→ Data listing
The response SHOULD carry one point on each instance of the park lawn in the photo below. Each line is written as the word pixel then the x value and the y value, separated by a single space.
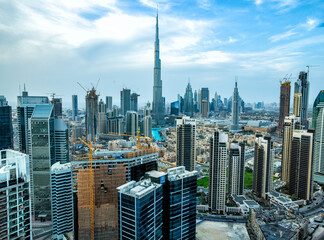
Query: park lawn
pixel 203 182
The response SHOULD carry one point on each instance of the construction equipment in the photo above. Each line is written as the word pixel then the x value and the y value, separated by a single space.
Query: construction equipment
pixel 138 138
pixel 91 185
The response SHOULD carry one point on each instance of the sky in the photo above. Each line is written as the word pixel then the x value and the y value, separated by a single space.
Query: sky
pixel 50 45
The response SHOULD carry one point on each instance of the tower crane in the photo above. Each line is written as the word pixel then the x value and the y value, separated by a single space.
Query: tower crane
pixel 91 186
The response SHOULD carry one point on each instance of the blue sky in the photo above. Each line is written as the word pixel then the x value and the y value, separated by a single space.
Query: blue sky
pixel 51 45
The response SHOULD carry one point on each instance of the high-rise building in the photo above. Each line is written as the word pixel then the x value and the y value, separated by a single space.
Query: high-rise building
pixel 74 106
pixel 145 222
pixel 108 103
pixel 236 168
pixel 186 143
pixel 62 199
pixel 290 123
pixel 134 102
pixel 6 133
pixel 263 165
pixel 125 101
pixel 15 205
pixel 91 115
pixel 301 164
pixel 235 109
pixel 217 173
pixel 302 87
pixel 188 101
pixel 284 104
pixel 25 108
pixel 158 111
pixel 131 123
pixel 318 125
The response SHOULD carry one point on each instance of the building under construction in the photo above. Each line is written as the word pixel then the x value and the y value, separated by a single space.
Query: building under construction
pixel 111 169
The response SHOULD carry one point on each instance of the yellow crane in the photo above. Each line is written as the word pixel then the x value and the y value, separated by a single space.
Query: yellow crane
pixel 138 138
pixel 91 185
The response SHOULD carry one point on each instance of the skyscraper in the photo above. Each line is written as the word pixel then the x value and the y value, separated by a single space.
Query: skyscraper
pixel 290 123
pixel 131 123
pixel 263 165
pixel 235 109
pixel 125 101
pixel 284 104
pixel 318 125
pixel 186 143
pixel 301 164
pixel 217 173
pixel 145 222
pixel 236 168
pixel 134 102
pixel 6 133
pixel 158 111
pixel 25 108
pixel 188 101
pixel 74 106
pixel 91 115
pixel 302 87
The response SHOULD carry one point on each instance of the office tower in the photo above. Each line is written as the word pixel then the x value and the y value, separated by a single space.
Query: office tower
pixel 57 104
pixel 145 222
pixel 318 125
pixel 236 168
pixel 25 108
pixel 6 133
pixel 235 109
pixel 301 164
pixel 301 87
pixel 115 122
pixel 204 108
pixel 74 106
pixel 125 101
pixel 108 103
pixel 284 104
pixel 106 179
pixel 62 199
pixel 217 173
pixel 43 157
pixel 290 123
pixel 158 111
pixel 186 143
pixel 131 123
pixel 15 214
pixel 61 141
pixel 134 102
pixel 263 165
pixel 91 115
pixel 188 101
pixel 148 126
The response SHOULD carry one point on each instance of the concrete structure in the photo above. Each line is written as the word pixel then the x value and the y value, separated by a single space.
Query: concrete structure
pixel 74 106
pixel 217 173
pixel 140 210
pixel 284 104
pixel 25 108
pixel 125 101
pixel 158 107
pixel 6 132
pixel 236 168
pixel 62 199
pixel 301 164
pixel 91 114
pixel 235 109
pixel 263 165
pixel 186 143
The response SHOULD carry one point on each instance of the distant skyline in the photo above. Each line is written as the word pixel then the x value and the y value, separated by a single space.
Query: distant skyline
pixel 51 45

→ What this task involves
Please copy the entire listing above word for word, leaving out the pictures.

→ Complete output
The response SHOULD carry one point on each instance of the park lawn in the photo below. Each line is written as the word pixel then the x value and the y value, separated by a single space.
Query: park lawn
pixel 203 182
The response SHOULD carry one point on each instance of the construction equipment in the photo above. Each line is written as the word pixel then the x value and the y value, separated by a single space.
Query: construction equipment
pixel 138 138
pixel 91 185
The response SHOULD carry one point on each instance of the sky in the photo above. Each line is written as the word pixel then the x value and the y value, separated by a single space.
Query: sky
pixel 50 45
The response SHOULD carry one point on each instance of the tower crane in the photo above. Each line is written as the word pixel then the x value and the y value, separated by a single space.
Query: tower crane
pixel 91 186
The response SHOULD carry one point on each instance of the blue sky in the photo above. Each line is written as the word pixel then the x value and the y value, separated by a single space.
Query: blue sky
pixel 51 45
The response SHOULD carry one point on each instance of the high-rise building in the photo above. Each line is written as the word pixel then the x value and the y value, separated by a single space.
Query: high-rise building
pixel 74 106
pixel 145 222
pixel 108 103
pixel 236 168
pixel 186 143
pixel 62 199
pixel 290 123
pixel 134 102
pixel 6 133
pixel 263 165
pixel 125 101
pixel 15 205
pixel 91 115
pixel 301 164
pixel 235 109
pixel 217 173
pixel 302 87
pixel 188 101
pixel 284 104
pixel 25 108
pixel 158 111
pixel 131 123
pixel 318 125
The response SHOULD carry one point on each instance of the building under construction in the photo above. Each line is written as the word pixel then the x value and the y value, separated by a single space.
Query: building under construction
pixel 111 169
The response SHOULD carry one point on each instance of the yellow crane in the photo above. Each line is written as the word pixel then the x value and the y value, separated by a single space.
Query: yellow crane
pixel 138 138
pixel 91 185
The response SHOULD carry one point on each instance of the skyscraper in the photo above. Each line is written as the word pixel then the x value and the y value, separated by a single space.
Query: skyscraper
pixel 290 123
pixel 131 123
pixel 263 165
pixel 235 109
pixel 125 101
pixel 284 104
pixel 318 125
pixel 186 143
pixel 301 164
pixel 217 173
pixel 145 222
pixel 236 168
pixel 134 102
pixel 6 133
pixel 158 111
pixel 25 108
pixel 188 101
pixel 74 106
pixel 91 115
pixel 302 87
The response SHOULD carry one point on each instance of the office tower in the photo above. Each line is written as the word pixel then the x value and the y value, separated by a single space.
Query: office tower
pixel 57 104
pixel 145 222
pixel 318 125
pixel 236 168
pixel 25 108
pixel 6 133
pixel 235 109
pixel 301 164
pixel 301 87
pixel 115 122
pixel 204 108
pixel 74 106
pixel 125 101
pixel 108 103
pixel 284 104
pixel 106 179
pixel 62 199
pixel 217 173
pixel 43 157
pixel 290 123
pixel 158 111
pixel 186 143
pixel 131 123
pixel 15 214
pixel 61 141
pixel 134 102
pixel 263 165
pixel 91 115
pixel 188 101
pixel 148 126
The response SHOULD carry one point on each instance of the concrete structure in the photo above. Each line is written as the word pixel then the x value and the y value, separated by a single space.
Query: concrete structure
pixel 74 106
pixel 217 173
pixel 140 210
pixel 284 104
pixel 25 108
pixel 125 101
pixel 158 107
pixel 6 132
pixel 236 168
pixel 62 199
pixel 301 164
pixel 91 114
pixel 235 109
pixel 263 165
pixel 186 143
The response SHOULD carry one point on each instance of the distant skyline in the photo above. Each line is written as the word pixel then the x value and the y value, separated by a single space.
Query: distant skyline
pixel 51 45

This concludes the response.